**** PROVIDED ENTRIES ****
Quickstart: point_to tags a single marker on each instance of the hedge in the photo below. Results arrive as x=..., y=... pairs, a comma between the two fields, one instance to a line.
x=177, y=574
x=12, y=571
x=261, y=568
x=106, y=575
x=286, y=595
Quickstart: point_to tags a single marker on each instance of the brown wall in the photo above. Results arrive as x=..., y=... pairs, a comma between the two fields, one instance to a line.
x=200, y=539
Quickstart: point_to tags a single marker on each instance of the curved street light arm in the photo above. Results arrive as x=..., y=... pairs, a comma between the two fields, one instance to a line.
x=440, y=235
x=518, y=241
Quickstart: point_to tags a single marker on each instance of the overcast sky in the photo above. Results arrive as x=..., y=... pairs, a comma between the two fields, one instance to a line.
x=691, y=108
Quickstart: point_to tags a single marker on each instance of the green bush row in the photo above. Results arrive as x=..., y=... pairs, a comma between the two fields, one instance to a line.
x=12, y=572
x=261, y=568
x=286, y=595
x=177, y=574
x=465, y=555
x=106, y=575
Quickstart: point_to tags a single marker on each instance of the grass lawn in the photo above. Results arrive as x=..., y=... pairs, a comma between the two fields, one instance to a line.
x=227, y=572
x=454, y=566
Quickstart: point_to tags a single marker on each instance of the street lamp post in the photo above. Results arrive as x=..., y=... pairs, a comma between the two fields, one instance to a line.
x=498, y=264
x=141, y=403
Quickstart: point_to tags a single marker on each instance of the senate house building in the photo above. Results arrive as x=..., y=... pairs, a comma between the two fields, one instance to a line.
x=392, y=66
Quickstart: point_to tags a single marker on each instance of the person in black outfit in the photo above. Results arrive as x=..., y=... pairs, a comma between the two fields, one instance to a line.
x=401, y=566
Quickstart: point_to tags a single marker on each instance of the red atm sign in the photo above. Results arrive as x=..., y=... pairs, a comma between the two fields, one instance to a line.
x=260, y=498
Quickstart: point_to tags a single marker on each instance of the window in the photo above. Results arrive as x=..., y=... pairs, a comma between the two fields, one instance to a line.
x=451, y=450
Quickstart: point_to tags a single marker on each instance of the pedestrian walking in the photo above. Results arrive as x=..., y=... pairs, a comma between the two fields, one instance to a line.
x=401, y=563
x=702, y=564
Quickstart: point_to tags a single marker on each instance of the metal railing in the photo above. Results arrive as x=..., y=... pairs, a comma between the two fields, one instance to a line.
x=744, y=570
****
-- THE TASK --
Starting at the line that contains "of the metal" and ending at the last line of the items, write out every line again, requests included, with each coordinate in the answers offset by adding 106 to it.

-- ANSWER FOR THIS EXERCISE --
Quickstart: point_to tags a single marker on each instance of the metal railing in the photo above. Results arrive as x=..., y=... pairs, a comma between the two fields, one instance to a line.
x=850, y=676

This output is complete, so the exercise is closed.